◆ TEXTO PROPORCIONADO:
Encontrar un mensaje único que beneficie a todo el sector podría parecer tarea complicada y, en cambio, es tal la confusión que les generamos a los consumidores que, en mi opinión, bastaría con algo muy sencillo y que destacara alguna de las gratificantes emociones que pueden sentirse con una copa de vino, para fortalecer la percepción del mundo del vino que tienen.

Y es que resulta curioso cuán diferente es la realidad que vive el sector y la valoración que del mismo tienen la mayoría de los consumidores. Frente a los continuos lamentos sobre esta o aquella cuestión que nos encargamos en airear, como si buscáramos la complicidad de una opinión pública que no encontramos en nuestros argumentos, la gente de la calle valora al vino como un producto boyante, en alza, con un gran valor y al que rodea un gran boato.

Muy posiblemente todos y ninguno tendrán razón. Cada uno estará viendo una misma realidad desde dos puntos de vista bien distintos. Pero eso no hace sino decir muy poco de nosotros mismos, que lejos de tomar lo que de positivo tienen los mensajes y aprovecharlos como palanca con la que impulsarnos, nos empeñamos en insistir una y otra vez en nuestro mensaje negativo.

Todos nosotros tenemos amigos a los que cuando les preguntamos qué tal están, nos responden que ¡bueno, no estoy mal, pero tengo un pequeño constipado que no me deja dormir…! Y otros cuya respuesta es todo lo contrario, ¡de maravilla, voy a ver si me tomo un café que me espabile! ¿A cuál de los dos prefieren encontrarse?

¿Y nosotros? ¿Quiénes somos nosotros?

¿Tiene futuro un sector vitivinícola profesionalizado?

Analizar la rentabilidad y elaborar un Plan de Viabilidad es lo primero que cualquier empresario haría al plantearse invertir en un negocio. No digamos las entidades de crédito a la hora de concedernos los préstamos de liquidez con los que desarrollar nuestra actividad, o con los que realizar las inversiones necesarias que mejoren nuestra productividad que analizan los flujos de caja, rendimientos, fondos de maniobra o ratios con gran recelo y absoluta asepsia.

No parece descabellado pensar que si al sector vitivinícola español le estamos exigiendo profesionalidad en sus gestores, mejorar la comercialización de sus productos, expansión en nuevos mercados, calidad mantenida y certificada,… pero además le estamos privando de ayudas y subvenciones que distorsionan el mercado, o medidas de intervención o regulación que limiten su competitividad… tengamos que asumir que su futuro pasa, irremediablemente, por un cambio sustancial en lo que tenemos.

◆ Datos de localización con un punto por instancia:
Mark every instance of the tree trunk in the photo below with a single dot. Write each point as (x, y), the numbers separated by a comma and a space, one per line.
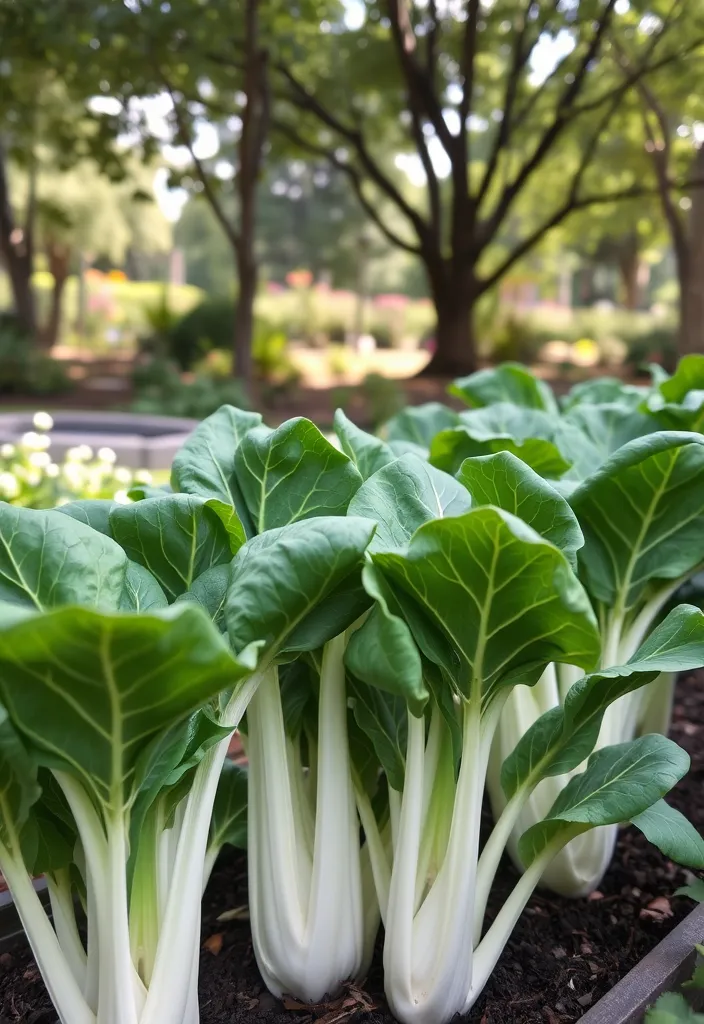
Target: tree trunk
(691, 269)
(454, 296)
(244, 320)
(254, 131)
(629, 267)
(16, 255)
(58, 258)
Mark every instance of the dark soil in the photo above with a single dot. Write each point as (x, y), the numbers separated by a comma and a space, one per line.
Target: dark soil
(563, 955)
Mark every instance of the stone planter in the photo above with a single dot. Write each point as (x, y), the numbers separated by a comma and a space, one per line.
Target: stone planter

◆ TAREAS REQUERIDAS:
**a.** Según el texto sobre el sector del vino, ¿cómo valora al vino la gente de la calle?
**b.** Prosigue el texto sobre el sector vitivinícola a partir de su última oración.

◆ RESPUESTAS EN ORDEN:
**a.** Como un producto boyante, en alza, con un gran valor y al que rodea un gran boato.

**b.**
Si es que lo que tenemos podemos analizarlo con los datos denunciados por las organizaciones agrarias en numerosas ocasiones, o a través de los últimos datos publicados por la Subsecretaria de la Subdirección General de Análisis, Prospectiva y Coordinación del Magrama en su Estudio de Costes y Rentas de las Explotaciones Agrarias (ECREA) sobre 45 explotaciones vitícolas españolas. Que yo creo que sí. Aunque la muestra no parezca muy representativa, pero que, en mi opinión, el aval de los técnicos del Ministerio y la coincidencia con la estadística procedente de otras fuentes, nos deberían permitir, si no hilar muy fino y tomar decisiones precisas, sí deberían, al menos, ser suficientes para asumir cuál es la realidad de este sector y empezar a plantearnos la necesidad de tomar medidas encaminadas a remediar esta situación.

Producir a pérdidas resulta completamente insoportable en el tiempo. Eso lo entiende y comparte cualquiera, incluso aquel que mantiene la propiedad de la tierra y cuida el viñedo por cuestiones de índole sentimental, teniendo asegurado su sustento con otra actividad. Pensar, por lo tanto, que un sector puede desarrollarse y tener futuro cuando sus viticultores han tenido una Renta Disponible de 8.279,13€, un Margen Neto de -62,95€ y un Resultado de -22.225,98€ por explotación durante 2014 según el ECREA del que encontrarán más detalle en www.sevi.net, es una necedad.

Las bodegas, según los datos del INE, publicados en ediciones anteriores, mantienen beneficios y, con estos datos parece bien claro que, a costa de los viticultores. ¿Esto es bueno? ¿Tiene futuro? ¿Es sostenible?… Estamos viviendo una época de grandes cambios en el sector vitivinícola, ¿hasta dónde estamos dispuestos a negociar e ir todos juntos?, o ¿podemos afrontar las exigencias de los actuales mercados de una forma deslavazada y disgregada?